Samborski Waging Courtroom Battle on Multiple Fronts

legal

A number of South Winnipeg-St. Norbert residents have contacted our office asking for an update on the status of Samborski’s compost operation located on Brady Road.  The Winnipeg Free Press recently published a story (shown below) which outlines current developments on this matter.


 

Winnipeg Free Press
By: Aldo Santin  Posted: 04/4/2016 5:51 PM

A controversial garden supply company is waging a courtroom battle on multiple fronts.

Samborski Garden Supplies is challenging an injunction issued against it earlier this month to stop collecting compost material at a property in the RM of Macdonald, after claiming discovery of new evidence that shows the property has been licensed for that purpose since 1990.

On Tuesday, the company filed suit against the province for negligence, alleging staff failed to disclose the existence of the license, naming two senior government officials and a former ADM.

--

> _Tasks to complete_
1 – According to the article on Samborski's compost operation, since what year does the company say the Macdonald property has been licensed for collecting compost material?
2 – Resume the article on Samborski's compost operation from its last sentence.
The records have nothing to do with the article on Samborski's compost operation.

Extracted data entries
--

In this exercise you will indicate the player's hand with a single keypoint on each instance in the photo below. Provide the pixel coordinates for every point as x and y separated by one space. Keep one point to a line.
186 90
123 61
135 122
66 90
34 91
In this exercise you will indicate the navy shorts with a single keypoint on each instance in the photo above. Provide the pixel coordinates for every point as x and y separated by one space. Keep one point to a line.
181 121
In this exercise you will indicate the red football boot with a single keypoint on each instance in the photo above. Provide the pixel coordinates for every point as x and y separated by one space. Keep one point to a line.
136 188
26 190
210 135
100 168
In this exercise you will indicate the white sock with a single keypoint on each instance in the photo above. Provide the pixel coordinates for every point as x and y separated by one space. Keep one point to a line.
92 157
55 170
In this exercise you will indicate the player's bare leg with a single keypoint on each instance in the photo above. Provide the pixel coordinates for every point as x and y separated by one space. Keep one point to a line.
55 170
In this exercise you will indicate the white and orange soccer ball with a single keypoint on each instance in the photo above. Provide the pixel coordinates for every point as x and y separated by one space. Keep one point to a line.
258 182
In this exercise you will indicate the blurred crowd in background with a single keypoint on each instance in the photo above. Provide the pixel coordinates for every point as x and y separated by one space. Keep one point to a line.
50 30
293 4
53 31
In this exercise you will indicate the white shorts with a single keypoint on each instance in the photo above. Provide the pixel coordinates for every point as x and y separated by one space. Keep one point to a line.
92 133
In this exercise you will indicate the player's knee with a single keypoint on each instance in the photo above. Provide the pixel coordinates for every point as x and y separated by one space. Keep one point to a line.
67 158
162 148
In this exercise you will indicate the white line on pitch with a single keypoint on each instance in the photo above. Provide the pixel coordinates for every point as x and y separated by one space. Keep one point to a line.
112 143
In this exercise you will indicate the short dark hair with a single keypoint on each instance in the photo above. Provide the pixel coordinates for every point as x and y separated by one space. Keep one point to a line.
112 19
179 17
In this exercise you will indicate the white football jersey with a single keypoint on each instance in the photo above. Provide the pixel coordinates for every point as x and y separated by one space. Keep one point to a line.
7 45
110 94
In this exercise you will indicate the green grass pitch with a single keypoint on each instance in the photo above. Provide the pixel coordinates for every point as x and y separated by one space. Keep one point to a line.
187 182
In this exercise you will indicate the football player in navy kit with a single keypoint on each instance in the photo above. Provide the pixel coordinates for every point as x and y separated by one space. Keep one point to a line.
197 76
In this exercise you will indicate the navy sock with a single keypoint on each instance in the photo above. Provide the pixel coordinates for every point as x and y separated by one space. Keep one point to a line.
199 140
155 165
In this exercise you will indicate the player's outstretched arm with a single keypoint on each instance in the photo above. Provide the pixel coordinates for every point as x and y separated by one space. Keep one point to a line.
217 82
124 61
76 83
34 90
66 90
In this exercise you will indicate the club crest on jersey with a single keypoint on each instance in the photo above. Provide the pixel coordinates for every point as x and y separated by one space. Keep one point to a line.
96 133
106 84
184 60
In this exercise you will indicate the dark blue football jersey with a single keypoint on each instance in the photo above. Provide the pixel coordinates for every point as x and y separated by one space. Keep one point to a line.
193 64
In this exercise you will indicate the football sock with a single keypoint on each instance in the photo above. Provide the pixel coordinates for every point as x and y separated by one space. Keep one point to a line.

--

> _Answers by item_
1 – 1990

2 –
The company is still fighting with the province over its former compost site near McGillivray Boulevard. The company is facing environmental charges and the company has sued the province for the loss of soil taken during the forced clean-up of the property last year.

Samborski has been trying for several years to get an environmental license for a compost operation on a 10-acres parcel of land on Brady Road, opposite the city’s landfill, but the province refused to issue the license on the grounds that the property is not properly zoned for a compost operation.

The company had set up a composting operation on Brady Road after years of odour complaints from another composting operation it had maintained near McGillivray Boulevard and which was ultimately shut down by the province last year.

The RM of Macdonald took Samborski to court last year to shut down its operation and restore the Brady Road site back to its original condition.

Samborski had argued that in1990 the RM had zoned the property a compost operation with a previous owner and there was a development agreement with the municipality authorizing the operation, which the company argued was still in effect.

However, earlier this month, the court approved an injunction that prohibits Samborski from receiving any more compost material at the site.

Justice Colleen Suche said in a ruling dated March 4 that previous court hearings had determined that the previous owner never set up the composting operation. Suche said earlier court rulings concluded the 1990 zoning agreement was no longer in effect and in June last year the RM repealed the original zoning bylaw.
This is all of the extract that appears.